■ Document section:
A total of 26 major tech companies (including Google, Microsoft, OpenAI, and Amazon) have signed the voluntary EU AI Code of Practice for General-Purpose AI (GPAI). The Code is intended to help companies comply with the AI Act, which begins enforcement on 2 August 2025. However, strong dissent from Meta and Belgium, along with broader concerns over copyright, legal uncertainty, and rushed implementation, highlight deep fractures in Europe’s AI governance push.
EU AI Code – Key Points
The European Commission Launches EU AI Code of Practice for GPAI
In July 2025, the European Commission introduced the General-Purpose AI Code of Practice as a voluntary but structured tool to help providers of GPAI systems comply with the AI Act’s obligations. Developed through a multi-stakeholder process led by independent experts, the Code consists of three chapters:
- Transparency and Copyright chapters: Apply to all GPAI providers and support compliance with Article 53 of the AI Act.

■ Exercise set:
1 – In the article on the EU AI Code of Practice, what shows deep fractures in Europe's push to govern AI?
2 – According to the article on the EU AI Code of Practice, on what date does enforcement of the AI Act begin?

■ Recorded information:
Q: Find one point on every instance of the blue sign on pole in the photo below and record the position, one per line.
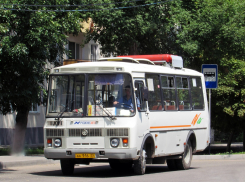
(210, 72)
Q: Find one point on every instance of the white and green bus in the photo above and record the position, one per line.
(128, 111)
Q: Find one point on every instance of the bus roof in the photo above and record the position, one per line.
(104, 66)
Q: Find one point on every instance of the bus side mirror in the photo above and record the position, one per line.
(145, 94)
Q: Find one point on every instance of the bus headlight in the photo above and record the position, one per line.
(57, 142)
(114, 142)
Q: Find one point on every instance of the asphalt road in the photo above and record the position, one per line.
(201, 170)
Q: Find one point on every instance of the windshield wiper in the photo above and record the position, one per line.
(108, 113)
(62, 112)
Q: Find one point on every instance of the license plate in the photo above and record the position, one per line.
(84, 155)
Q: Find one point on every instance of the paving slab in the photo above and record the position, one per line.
(15, 161)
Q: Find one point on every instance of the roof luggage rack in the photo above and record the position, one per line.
(120, 59)
(162, 59)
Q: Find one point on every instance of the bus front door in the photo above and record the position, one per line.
(142, 113)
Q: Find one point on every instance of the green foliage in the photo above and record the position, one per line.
(30, 39)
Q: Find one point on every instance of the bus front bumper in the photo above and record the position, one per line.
(54, 153)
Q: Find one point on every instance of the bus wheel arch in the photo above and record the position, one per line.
(147, 150)
(192, 138)
(148, 145)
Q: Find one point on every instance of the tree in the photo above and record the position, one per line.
(201, 31)
(131, 27)
(29, 39)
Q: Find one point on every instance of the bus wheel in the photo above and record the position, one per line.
(185, 162)
(140, 164)
(119, 165)
(171, 164)
(67, 167)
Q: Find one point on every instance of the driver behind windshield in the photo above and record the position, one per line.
(126, 100)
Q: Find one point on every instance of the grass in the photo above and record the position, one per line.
(28, 151)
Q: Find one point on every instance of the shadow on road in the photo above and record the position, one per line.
(103, 172)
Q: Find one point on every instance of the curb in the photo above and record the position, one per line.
(24, 161)
(29, 160)
(219, 157)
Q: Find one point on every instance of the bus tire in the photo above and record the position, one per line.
(116, 165)
(185, 162)
(67, 167)
(171, 164)
(140, 164)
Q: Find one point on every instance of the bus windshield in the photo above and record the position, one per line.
(105, 95)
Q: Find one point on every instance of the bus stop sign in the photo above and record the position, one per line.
(210, 72)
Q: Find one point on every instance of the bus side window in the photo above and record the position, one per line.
(154, 95)
(196, 93)
(168, 91)
(183, 93)
(140, 103)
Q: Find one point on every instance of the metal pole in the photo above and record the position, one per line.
(209, 118)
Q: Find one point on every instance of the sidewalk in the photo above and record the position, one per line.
(12, 161)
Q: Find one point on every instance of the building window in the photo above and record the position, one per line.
(34, 108)
(73, 50)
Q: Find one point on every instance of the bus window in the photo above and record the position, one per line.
(154, 97)
(66, 95)
(196, 93)
(168, 91)
(110, 93)
(141, 104)
(183, 93)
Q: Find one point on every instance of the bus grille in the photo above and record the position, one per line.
(91, 132)
(54, 132)
(117, 132)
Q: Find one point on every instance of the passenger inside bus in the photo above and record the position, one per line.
(127, 100)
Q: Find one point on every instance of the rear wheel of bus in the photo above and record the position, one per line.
(140, 164)
(67, 167)
(185, 162)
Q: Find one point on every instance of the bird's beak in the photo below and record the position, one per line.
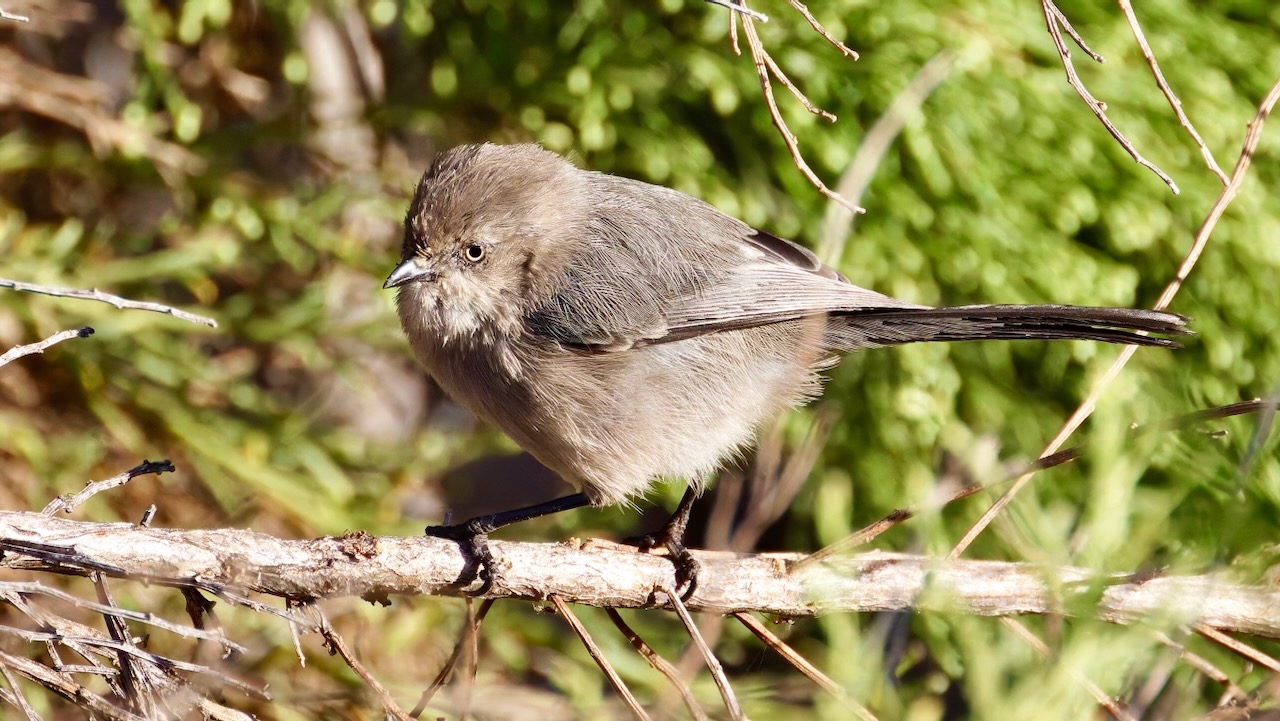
(408, 272)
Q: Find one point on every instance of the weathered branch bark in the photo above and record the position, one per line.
(607, 575)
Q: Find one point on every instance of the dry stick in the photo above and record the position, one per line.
(837, 222)
(813, 22)
(69, 501)
(773, 488)
(659, 665)
(447, 671)
(1105, 701)
(803, 665)
(762, 60)
(9, 592)
(713, 664)
(1242, 648)
(471, 642)
(135, 684)
(598, 656)
(1127, 8)
(795, 91)
(65, 687)
(1202, 234)
(1056, 22)
(131, 651)
(40, 346)
(1202, 665)
(1051, 460)
(16, 698)
(95, 295)
(336, 643)
(1066, 24)
(739, 8)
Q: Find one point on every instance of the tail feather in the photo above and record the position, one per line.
(891, 327)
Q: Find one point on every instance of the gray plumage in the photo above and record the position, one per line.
(624, 332)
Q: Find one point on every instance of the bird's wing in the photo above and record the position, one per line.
(676, 268)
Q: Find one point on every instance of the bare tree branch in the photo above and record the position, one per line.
(71, 501)
(233, 562)
(40, 346)
(1127, 8)
(803, 665)
(1056, 22)
(764, 69)
(1086, 409)
(1115, 708)
(659, 665)
(598, 656)
(95, 295)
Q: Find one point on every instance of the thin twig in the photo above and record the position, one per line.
(95, 295)
(128, 649)
(1242, 648)
(471, 660)
(137, 689)
(803, 665)
(1127, 8)
(447, 671)
(659, 665)
(813, 22)
(795, 91)
(1056, 22)
(1114, 707)
(713, 665)
(16, 697)
(762, 60)
(1086, 409)
(64, 687)
(740, 9)
(9, 592)
(1202, 665)
(598, 656)
(40, 346)
(837, 220)
(69, 501)
(1066, 24)
(336, 643)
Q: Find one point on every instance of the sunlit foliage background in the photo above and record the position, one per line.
(252, 162)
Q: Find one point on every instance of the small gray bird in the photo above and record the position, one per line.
(625, 333)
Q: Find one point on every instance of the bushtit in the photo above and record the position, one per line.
(625, 333)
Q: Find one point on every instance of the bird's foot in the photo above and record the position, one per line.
(474, 538)
(671, 537)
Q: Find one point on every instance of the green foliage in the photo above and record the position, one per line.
(302, 415)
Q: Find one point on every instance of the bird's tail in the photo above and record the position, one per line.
(865, 328)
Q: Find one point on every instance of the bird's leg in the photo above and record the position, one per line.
(472, 535)
(671, 537)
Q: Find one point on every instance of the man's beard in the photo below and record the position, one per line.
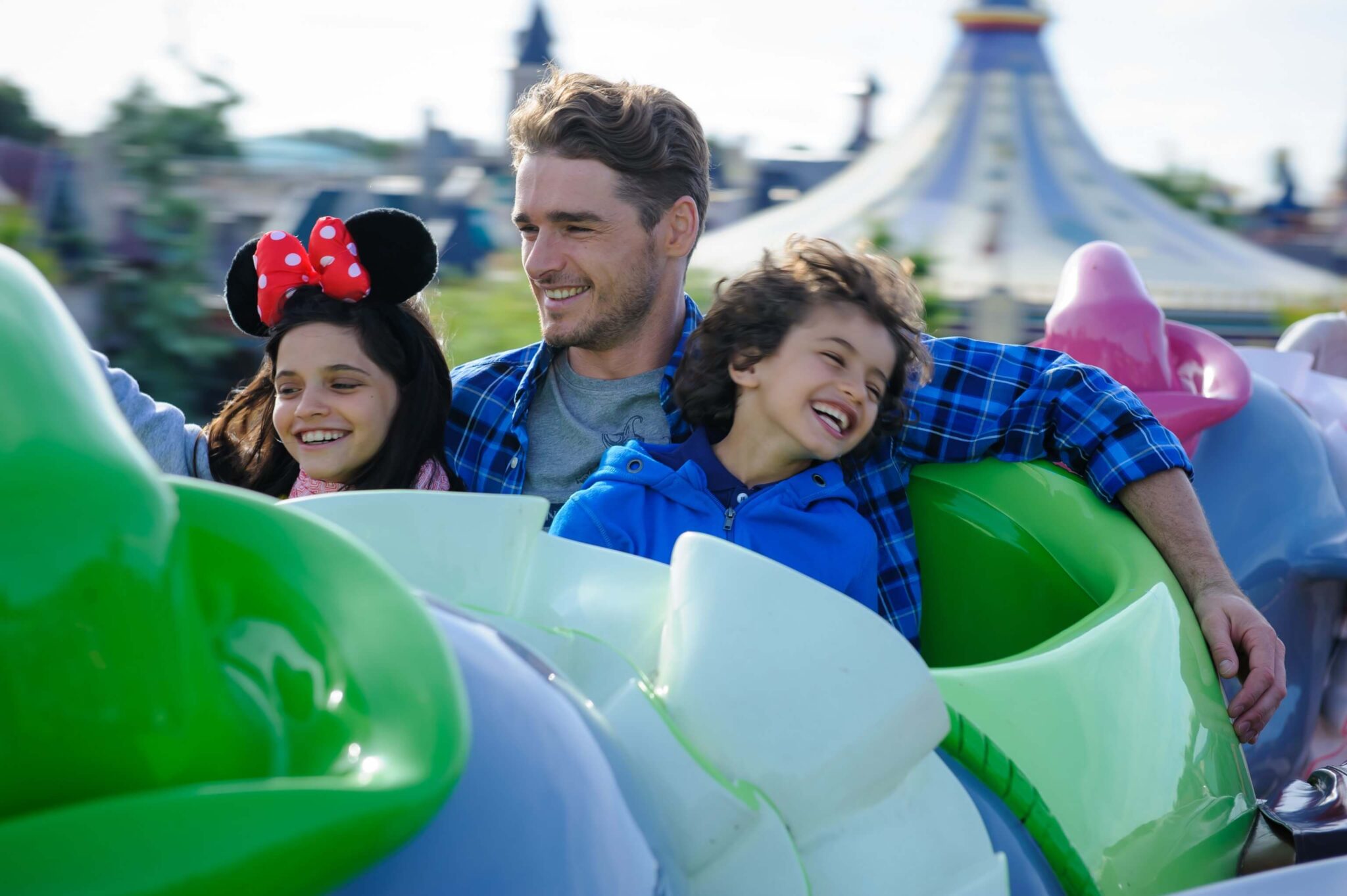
(618, 318)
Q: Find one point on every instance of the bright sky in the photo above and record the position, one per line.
(1209, 83)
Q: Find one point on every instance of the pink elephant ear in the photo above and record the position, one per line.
(335, 256)
(1104, 316)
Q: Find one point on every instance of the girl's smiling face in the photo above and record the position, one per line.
(333, 404)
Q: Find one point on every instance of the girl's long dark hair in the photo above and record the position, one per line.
(241, 440)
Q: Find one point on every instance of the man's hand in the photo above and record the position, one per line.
(1242, 642)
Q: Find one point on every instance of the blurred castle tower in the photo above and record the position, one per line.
(998, 183)
(535, 53)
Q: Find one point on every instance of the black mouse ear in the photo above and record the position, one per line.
(241, 291)
(398, 252)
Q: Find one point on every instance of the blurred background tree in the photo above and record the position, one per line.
(157, 306)
(919, 267)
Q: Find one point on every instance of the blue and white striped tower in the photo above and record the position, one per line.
(997, 181)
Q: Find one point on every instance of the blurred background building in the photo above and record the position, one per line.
(997, 183)
(988, 190)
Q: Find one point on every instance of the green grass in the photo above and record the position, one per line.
(487, 314)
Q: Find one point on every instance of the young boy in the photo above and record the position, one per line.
(798, 365)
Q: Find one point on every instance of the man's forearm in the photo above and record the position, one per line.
(1167, 509)
(1241, 641)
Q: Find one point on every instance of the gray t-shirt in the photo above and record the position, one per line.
(1322, 335)
(573, 420)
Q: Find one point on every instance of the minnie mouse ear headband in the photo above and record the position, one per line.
(383, 254)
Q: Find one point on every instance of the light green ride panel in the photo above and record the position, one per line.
(745, 696)
(1058, 631)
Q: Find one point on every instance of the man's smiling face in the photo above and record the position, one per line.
(591, 263)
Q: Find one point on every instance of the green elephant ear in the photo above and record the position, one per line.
(193, 682)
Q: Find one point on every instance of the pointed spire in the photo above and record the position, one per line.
(535, 42)
(1002, 15)
(869, 89)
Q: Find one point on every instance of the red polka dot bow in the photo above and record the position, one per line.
(283, 266)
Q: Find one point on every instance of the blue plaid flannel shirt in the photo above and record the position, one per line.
(985, 400)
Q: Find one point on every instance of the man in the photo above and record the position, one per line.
(610, 198)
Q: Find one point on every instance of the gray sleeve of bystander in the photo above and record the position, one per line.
(177, 446)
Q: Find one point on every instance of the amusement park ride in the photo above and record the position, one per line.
(207, 690)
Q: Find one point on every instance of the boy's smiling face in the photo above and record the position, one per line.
(818, 396)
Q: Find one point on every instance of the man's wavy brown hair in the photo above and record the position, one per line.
(647, 135)
(753, 314)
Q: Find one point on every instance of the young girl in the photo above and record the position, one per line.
(796, 365)
(353, 390)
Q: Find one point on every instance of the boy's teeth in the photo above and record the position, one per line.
(565, 294)
(841, 423)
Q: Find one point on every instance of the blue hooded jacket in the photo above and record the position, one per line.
(637, 504)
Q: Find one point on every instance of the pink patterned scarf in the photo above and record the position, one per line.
(430, 478)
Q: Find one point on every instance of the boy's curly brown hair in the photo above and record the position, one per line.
(752, 315)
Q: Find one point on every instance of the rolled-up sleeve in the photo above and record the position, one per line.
(1019, 402)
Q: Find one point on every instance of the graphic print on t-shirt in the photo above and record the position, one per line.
(627, 435)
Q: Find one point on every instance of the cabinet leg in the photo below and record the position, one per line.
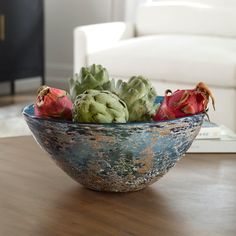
(12, 87)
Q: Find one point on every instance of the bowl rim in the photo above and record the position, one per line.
(34, 117)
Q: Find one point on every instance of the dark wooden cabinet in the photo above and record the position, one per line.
(21, 40)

■ Solutions below:
1 – Strong dissent from Meta and Belgium shows these fractures. So do wider concerns about copyright, legal uncertainty and a rushed rollout.

2 – 2 August 2025.